• _Available data_:
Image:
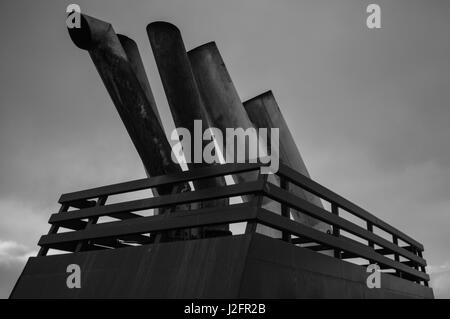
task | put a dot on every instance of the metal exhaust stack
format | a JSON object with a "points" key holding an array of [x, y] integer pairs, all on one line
{"points": [[182, 94], [124, 78], [224, 107], [263, 111]]}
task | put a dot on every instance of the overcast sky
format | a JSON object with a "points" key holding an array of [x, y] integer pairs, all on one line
{"points": [[369, 109]]}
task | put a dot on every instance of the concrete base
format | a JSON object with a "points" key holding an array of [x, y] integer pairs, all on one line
{"points": [[244, 266]]}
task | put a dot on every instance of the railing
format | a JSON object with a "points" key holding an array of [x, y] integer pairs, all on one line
{"points": [[135, 229]]}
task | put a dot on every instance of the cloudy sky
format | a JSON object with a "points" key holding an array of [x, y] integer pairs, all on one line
{"points": [[370, 109]]}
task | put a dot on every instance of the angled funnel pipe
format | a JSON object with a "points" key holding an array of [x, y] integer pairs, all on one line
{"points": [[131, 49], [182, 95], [130, 94], [263, 111], [118, 62], [225, 109]]}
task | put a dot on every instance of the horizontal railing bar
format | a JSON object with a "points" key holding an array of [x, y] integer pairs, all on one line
{"points": [[166, 200], [381, 251], [174, 220], [80, 204], [283, 224], [285, 197], [145, 183], [323, 192]]}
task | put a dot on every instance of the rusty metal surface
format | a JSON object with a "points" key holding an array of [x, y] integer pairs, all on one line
{"points": [[245, 266], [129, 92], [181, 90], [264, 111]]}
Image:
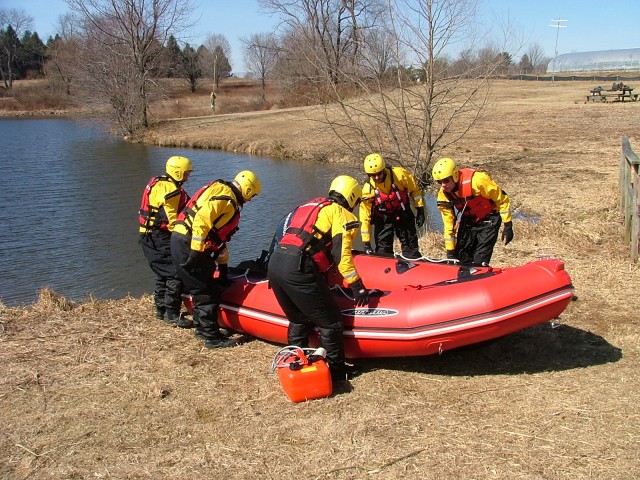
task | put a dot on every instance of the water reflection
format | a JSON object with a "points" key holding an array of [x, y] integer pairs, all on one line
{"points": [[71, 195]]}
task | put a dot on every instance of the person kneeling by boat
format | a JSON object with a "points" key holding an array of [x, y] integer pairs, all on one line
{"points": [[162, 201], [471, 201], [200, 240], [386, 209], [319, 234]]}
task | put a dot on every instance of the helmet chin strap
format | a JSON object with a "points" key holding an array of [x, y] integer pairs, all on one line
{"points": [[339, 199], [238, 192]]}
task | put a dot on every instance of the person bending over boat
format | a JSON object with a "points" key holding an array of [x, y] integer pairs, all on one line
{"points": [[387, 198], [473, 207], [319, 234], [162, 200], [200, 239]]}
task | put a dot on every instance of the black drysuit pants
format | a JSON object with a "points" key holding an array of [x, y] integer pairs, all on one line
{"points": [[307, 301], [403, 226], [167, 294], [199, 282], [475, 240]]}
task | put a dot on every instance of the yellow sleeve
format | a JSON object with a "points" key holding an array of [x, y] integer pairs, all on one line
{"points": [[171, 204], [343, 226], [483, 185], [366, 205], [213, 213], [448, 220]]}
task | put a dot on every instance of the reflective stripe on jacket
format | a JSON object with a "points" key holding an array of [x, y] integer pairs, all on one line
{"points": [[162, 200], [398, 179], [475, 184], [303, 234], [211, 217]]}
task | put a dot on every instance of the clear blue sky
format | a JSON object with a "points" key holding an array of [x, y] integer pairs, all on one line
{"points": [[591, 24]]}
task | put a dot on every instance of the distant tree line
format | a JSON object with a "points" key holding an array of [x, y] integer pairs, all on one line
{"points": [[382, 70]]}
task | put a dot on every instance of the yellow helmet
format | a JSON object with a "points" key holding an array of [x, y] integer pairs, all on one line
{"points": [[348, 187], [249, 184], [177, 167], [374, 163], [445, 168]]}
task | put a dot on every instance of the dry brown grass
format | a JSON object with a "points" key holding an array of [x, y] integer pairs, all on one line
{"points": [[33, 96], [101, 390], [233, 96]]}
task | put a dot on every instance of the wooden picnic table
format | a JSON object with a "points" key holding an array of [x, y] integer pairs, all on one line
{"points": [[619, 95]]}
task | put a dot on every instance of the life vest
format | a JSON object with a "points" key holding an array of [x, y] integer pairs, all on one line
{"points": [[302, 230], [392, 203], [474, 207], [217, 237], [155, 217]]}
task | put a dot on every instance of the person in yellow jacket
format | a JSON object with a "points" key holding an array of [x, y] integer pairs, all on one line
{"points": [[163, 199], [387, 200], [473, 207], [317, 235], [199, 242]]}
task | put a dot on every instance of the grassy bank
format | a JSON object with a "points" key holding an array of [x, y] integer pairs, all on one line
{"points": [[104, 390]]}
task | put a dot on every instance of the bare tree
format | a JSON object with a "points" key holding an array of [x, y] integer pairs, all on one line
{"points": [[536, 56], [63, 52], [214, 59], [13, 23], [122, 42], [327, 33], [261, 52], [410, 105]]}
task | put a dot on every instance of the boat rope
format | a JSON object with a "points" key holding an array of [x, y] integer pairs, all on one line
{"points": [[426, 259], [290, 354], [245, 275]]}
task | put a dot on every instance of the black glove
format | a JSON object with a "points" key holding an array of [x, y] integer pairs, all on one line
{"points": [[360, 293], [419, 216], [193, 260], [507, 233], [223, 278]]}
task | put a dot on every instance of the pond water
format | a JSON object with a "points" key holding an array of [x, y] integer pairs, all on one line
{"points": [[70, 197]]}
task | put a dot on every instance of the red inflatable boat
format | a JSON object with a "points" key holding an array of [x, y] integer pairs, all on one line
{"points": [[419, 307]]}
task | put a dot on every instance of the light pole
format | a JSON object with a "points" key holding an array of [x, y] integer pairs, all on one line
{"points": [[557, 24]]}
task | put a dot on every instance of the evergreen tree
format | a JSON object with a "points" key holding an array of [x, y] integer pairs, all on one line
{"points": [[191, 67], [31, 57]]}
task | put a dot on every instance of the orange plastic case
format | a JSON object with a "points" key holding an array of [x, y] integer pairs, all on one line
{"points": [[302, 380]]}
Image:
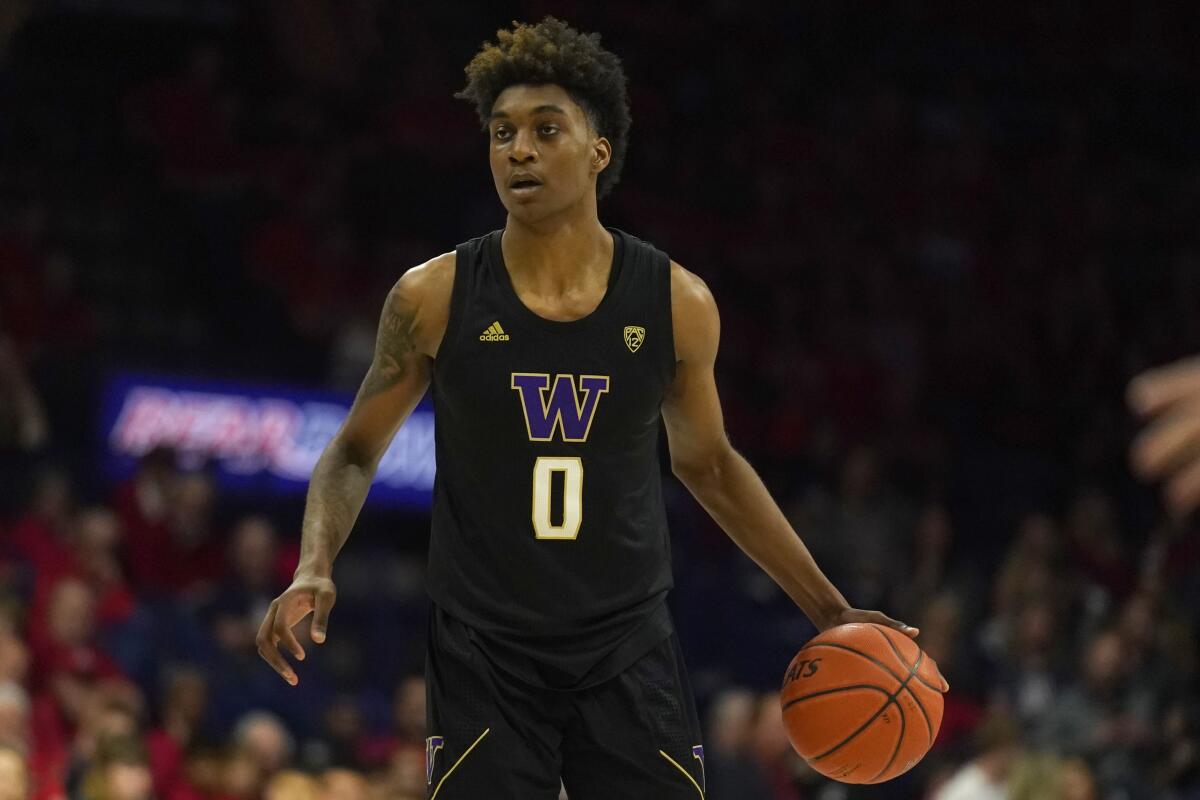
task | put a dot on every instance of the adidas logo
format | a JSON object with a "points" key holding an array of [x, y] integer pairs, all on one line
{"points": [[493, 334]]}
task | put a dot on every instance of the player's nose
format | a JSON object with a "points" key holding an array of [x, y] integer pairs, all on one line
{"points": [[523, 148]]}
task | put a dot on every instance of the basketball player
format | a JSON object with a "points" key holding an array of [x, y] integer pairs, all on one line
{"points": [[1169, 397], [553, 347]]}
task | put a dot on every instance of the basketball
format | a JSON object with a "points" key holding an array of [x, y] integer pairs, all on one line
{"points": [[862, 703]]}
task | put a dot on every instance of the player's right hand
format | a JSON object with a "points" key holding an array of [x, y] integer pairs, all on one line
{"points": [[1169, 447], [307, 594]]}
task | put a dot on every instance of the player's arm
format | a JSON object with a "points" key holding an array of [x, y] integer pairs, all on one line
{"points": [[721, 480], [411, 329], [1169, 447]]}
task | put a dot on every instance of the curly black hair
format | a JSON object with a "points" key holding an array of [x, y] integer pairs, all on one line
{"points": [[555, 53]]}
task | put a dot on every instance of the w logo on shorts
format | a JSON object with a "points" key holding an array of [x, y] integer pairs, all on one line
{"points": [[432, 745]]}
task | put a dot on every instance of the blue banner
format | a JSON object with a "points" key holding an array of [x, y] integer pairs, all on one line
{"points": [[259, 439]]}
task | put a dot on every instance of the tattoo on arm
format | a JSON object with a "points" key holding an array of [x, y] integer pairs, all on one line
{"points": [[395, 344]]}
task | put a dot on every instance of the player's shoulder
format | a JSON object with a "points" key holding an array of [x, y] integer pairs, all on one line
{"points": [[694, 318], [425, 292], [429, 280], [689, 293]]}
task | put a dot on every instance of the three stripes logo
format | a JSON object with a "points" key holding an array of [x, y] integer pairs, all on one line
{"points": [[493, 334]]}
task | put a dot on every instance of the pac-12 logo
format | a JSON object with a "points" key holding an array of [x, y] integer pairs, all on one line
{"points": [[634, 337]]}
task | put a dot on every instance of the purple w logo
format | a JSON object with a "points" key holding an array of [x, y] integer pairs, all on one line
{"points": [[563, 408]]}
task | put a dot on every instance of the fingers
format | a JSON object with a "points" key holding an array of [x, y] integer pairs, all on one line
{"points": [[879, 618], [283, 633], [1157, 389], [325, 599], [268, 649], [1183, 489], [1169, 444]]}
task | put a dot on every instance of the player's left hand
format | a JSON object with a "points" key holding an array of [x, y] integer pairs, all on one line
{"points": [[1169, 400], [859, 615]]}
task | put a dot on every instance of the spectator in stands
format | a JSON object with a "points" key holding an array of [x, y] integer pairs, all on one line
{"points": [[343, 785], [23, 422], [1105, 717], [291, 785], [987, 776], [173, 546], [263, 737], [251, 583], [15, 782], [120, 771], [181, 723]]}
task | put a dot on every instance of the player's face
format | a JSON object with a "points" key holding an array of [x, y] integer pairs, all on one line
{"points": [[545, 155]]}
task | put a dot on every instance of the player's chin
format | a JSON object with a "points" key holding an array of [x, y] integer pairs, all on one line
{"points": [[529, 208]]}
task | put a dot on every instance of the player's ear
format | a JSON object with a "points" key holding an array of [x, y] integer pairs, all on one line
{"points": [[601, 154]]}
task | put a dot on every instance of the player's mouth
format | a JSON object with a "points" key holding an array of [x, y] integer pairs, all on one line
{"points": [[523, 184]]}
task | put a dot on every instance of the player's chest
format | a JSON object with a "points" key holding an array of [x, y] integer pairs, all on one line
{"points": [[568, 383]]}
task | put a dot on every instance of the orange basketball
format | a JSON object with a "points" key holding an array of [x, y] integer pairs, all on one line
{"points": [[862, 703]]}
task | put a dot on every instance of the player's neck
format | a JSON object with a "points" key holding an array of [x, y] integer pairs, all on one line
{"points": [[551, 258]]}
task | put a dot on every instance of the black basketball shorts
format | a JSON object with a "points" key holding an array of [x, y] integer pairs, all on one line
{"points": [[634, 737]]}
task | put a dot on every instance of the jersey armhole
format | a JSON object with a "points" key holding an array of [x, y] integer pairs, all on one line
{"points": [[457, 296], [669, 325]]}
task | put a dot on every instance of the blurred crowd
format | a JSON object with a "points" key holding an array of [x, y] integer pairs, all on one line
{"points": [[941, 244]]}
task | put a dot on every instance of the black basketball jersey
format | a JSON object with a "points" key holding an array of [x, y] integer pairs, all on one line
{"points": [[550, 537]]}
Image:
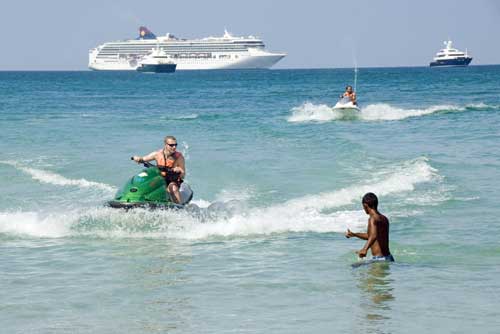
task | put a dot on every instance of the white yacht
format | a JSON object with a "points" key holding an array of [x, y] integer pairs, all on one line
{"points": [[226, 52], [156, 62], [450, 57]]}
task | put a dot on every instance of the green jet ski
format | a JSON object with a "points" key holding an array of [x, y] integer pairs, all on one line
{"points": [[147, 190]]}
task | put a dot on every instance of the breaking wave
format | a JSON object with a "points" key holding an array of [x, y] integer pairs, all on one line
{"points": [[309, 112], [57, 179], [326, 212]]}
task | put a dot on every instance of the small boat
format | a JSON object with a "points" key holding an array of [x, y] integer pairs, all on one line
{"points": [[156, 62], [450, 57], [345, 103]]}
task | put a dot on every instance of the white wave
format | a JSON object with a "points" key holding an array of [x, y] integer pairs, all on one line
{"points": [[309, 112], [386, 112], [57, 179], [35, 224], [226, 195], [305, 214], [190, 116]]}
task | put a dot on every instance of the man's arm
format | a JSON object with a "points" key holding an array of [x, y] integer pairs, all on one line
{"points": [[149, 157], [181, 166], [350, 234], [372, 237]]}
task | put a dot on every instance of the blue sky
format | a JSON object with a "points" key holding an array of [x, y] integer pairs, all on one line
{"points": [[56, 35]]}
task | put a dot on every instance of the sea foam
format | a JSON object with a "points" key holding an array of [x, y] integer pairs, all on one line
{"points": [[309, 112], [326, 212], [57, 179]]}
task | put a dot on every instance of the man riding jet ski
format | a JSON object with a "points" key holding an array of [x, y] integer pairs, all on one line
{"points": [[347, 100], [157, 186]]}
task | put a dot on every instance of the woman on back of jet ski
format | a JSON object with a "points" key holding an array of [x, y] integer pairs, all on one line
{"points": [[171, 164]]}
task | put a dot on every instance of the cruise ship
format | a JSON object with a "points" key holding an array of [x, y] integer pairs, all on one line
{"points": [[450, 57], [226, 52]]}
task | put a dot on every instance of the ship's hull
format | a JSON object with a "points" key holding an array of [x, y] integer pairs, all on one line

• _Brief_: All lines that include the word "metal" must be copied from the material above.

• _Solved problem_:
task | put a dot on every instance of the metal exhaust stack
task | put a dot on every instance of the rusty metal surface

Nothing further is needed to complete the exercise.